***** Available records
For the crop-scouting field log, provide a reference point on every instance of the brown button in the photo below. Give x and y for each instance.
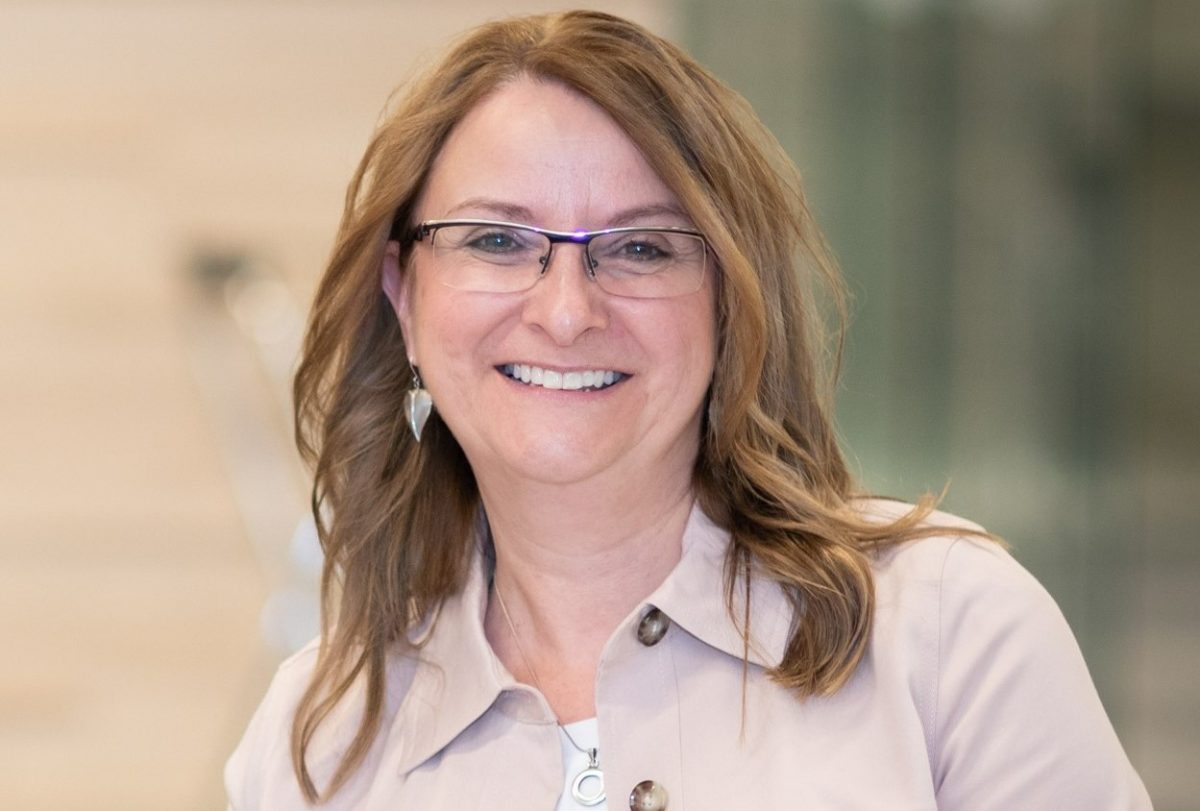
(648, 796)
(653, 628)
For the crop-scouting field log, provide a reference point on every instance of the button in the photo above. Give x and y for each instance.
(653, 628)
(648, 796)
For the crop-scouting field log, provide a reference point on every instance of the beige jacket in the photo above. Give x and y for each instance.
(973, 696)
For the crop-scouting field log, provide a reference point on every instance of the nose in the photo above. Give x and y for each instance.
(565, 304)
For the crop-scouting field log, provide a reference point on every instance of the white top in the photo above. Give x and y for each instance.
(587, 734)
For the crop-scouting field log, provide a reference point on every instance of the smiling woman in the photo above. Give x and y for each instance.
(622, 562)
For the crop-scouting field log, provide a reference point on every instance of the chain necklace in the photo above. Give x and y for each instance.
(593, 769)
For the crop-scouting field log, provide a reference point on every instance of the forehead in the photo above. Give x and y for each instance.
(544, 148)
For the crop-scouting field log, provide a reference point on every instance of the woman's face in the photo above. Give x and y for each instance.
(540, 154)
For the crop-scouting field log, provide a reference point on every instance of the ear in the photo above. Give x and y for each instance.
(397, 287)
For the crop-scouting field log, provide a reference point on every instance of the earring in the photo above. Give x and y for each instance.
(418, 404)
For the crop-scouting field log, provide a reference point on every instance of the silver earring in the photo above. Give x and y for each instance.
(418, 404)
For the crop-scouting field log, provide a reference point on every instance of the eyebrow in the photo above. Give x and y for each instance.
(514, 212)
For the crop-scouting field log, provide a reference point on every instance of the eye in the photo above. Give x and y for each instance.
(495, 240)
(639, 247)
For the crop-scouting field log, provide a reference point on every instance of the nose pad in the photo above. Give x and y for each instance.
(565, 306)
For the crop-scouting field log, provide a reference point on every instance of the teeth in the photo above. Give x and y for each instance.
(565, 380)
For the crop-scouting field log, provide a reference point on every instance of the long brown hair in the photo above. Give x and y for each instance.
(396, 517)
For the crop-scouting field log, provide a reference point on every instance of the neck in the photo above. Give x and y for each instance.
(571, 566)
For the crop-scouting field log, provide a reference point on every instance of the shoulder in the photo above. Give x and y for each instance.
(957, 563)
(1011, 715)
(263, 757)
(259, 773)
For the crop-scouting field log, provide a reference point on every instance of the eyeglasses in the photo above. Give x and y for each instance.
(483, 256)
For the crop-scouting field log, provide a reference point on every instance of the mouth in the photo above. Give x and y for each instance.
(545, 378)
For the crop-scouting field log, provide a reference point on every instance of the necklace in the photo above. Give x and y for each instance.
(589, 774)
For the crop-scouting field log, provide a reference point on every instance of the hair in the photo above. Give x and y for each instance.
(396, 518)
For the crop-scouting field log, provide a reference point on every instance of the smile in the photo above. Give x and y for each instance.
(537, 376)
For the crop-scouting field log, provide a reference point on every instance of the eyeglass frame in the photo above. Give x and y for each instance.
(583, 238)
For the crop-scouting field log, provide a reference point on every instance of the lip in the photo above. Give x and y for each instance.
(575, 379)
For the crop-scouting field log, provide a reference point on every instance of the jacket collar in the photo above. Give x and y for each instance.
(459, 677)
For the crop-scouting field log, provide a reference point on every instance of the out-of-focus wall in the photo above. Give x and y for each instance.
(1013, 190)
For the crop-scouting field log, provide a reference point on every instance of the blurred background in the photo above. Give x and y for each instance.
(1011, 186)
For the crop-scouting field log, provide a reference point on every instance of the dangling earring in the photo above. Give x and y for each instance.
(418, 404)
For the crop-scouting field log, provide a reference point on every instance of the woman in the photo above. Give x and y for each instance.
(589, 536)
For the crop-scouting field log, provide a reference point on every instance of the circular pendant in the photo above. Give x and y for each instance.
(587, 788)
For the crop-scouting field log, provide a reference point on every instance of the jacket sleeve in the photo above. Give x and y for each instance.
(1019, 724)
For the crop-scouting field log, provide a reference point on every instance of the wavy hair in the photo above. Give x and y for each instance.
(396, 517)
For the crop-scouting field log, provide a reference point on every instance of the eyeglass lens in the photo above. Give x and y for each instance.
(646, 264)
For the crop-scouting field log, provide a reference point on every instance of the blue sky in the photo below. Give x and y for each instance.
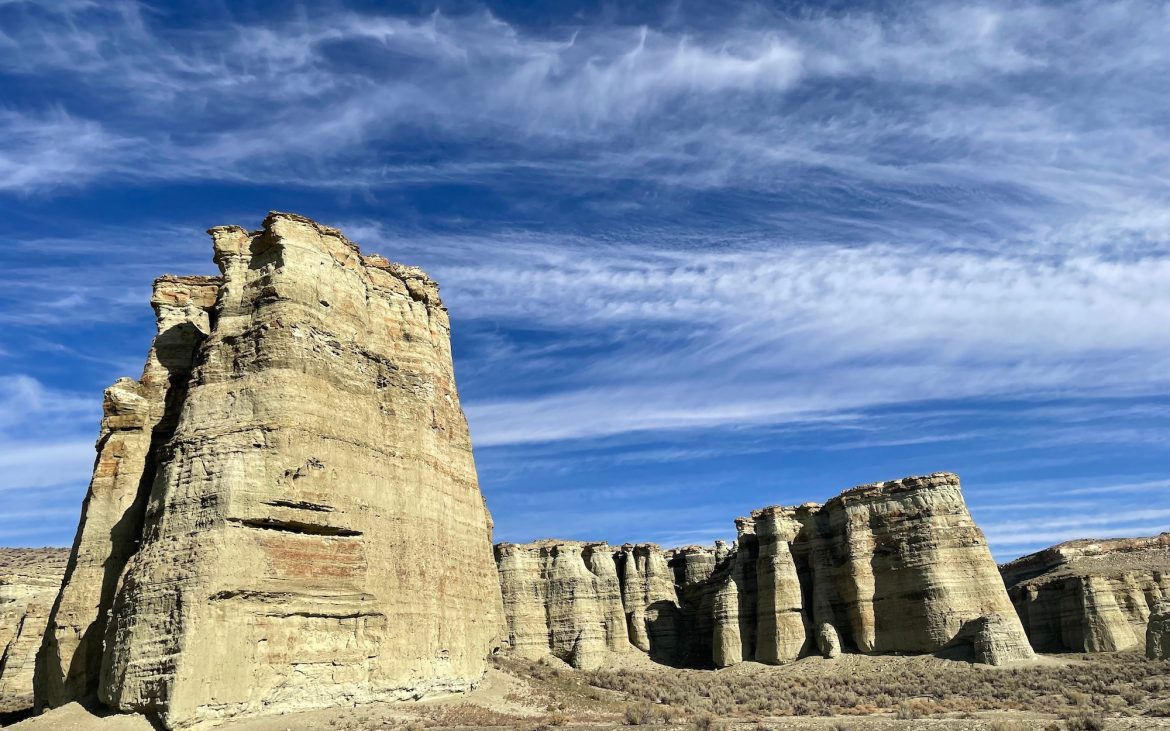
(700, 257)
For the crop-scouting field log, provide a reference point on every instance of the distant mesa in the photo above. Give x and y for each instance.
(284, 512)
(888, 567)
(284, 515)
(1089, 595)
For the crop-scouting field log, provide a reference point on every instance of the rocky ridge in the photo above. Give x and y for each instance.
(1089, 595)
(29, 581)
(284, 512)
(887, 567)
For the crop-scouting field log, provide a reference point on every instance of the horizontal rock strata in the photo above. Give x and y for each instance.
(138, 419)
(888, 567)
(1089, 595)
(1157, 633)
(284, 512)
(29, 580)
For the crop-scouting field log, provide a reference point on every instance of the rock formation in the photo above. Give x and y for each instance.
(29, 580)
(888, 567)
(1157, 633)
(1089, 595)
(564, 599)
(138, 419)
(284, 512)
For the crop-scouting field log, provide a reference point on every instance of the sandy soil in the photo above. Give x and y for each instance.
(518, 695)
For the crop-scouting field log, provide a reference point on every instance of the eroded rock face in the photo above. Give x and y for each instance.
(1089, 595)
(1157, 633)
(138, 419)
(888, 567)
(564, 599)
(903, 566)
(312, 530)
(29, 581)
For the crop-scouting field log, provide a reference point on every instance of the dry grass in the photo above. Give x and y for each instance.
(1081, 690)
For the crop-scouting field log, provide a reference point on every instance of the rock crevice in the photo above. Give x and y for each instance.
(284, 512)
(887, 567)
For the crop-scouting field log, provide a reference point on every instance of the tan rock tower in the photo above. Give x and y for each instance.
(894, 566)
(312, 531)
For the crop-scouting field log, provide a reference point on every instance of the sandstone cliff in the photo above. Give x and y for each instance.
(1157, 633)
(888, 567)
(29, 580)
(138, 419)
(286, 512)
(1089, 595)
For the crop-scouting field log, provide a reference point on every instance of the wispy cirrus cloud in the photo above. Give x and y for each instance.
(689, 248)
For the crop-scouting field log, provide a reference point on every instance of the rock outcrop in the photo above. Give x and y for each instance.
(1089, 595)
(29, 581)
(287, 515)
(1157, 633)
(888, 567)
(564, 599)
(138, 419)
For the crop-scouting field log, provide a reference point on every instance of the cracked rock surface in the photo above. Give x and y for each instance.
(29, 580)
(895, 566)
(1089, 595)
(286, 512)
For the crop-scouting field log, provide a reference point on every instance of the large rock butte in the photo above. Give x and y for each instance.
**********
What this task involves.
Repeat word for word every line from the one that holds "of the eroded" to the end. Both ends count.

Result for this task.
For the crop-scouting field log, provide a reference point on every instance of the eroded rock face in the photo above. Give x and y for each instance.
(1089, 595)
(1157, 633)
(138, 419)
(888, 567)
(564, 599)
(903, 566)
(312, 530)
(29, 581)
For the crop-scouting field log, provide a reference point on every instance of the dry grass in the photo above. Give x and y for each instance.
(1081, 690)
For the crop-scouting field log, provide a reference point on every instance of the rock crevice in the photo above. Give x and y for each instance.
(284, 512)
(887, 567)
For the crop-scouting field log, provide a reference point on every instance of the tan rock tower in the photo above. Give x and y for each instance.
(894, 566)
(312, 531)
For the crop-scouting field log, provide a reference point on every instance of the sandstone cliff in the photo above. Give x and y for each instance.
(1157, 633)
(888, 567)
(29, 580)
(138, 419)
(286, 512)
(1089, 595)
For the crop-scouting field log, provide a reference point on every instance of the wispy cirrus cloud in the photo above. Give x and y for each instance.
(689, 248)
For the crop-scouting field log, provide a reference point on every instance of the rock outcrop in the photo above. Give x and y for each instance.
(1089, 595)
(29, 581)
(287, 515)
(1157, 633)
(888, 567)
(564, 599)
(138, 419)
For the crop-scouting field log, provide a reference point on every instance of the cracked rock surface in the photo above. Give x and y for each instance.
(29, 580)
(895, 566)
(1089, 595)
(286, 512)
For the crop-scouting field log, provide a reference point on every instance of the large rock butte in the photo above. Give x and y for each instance.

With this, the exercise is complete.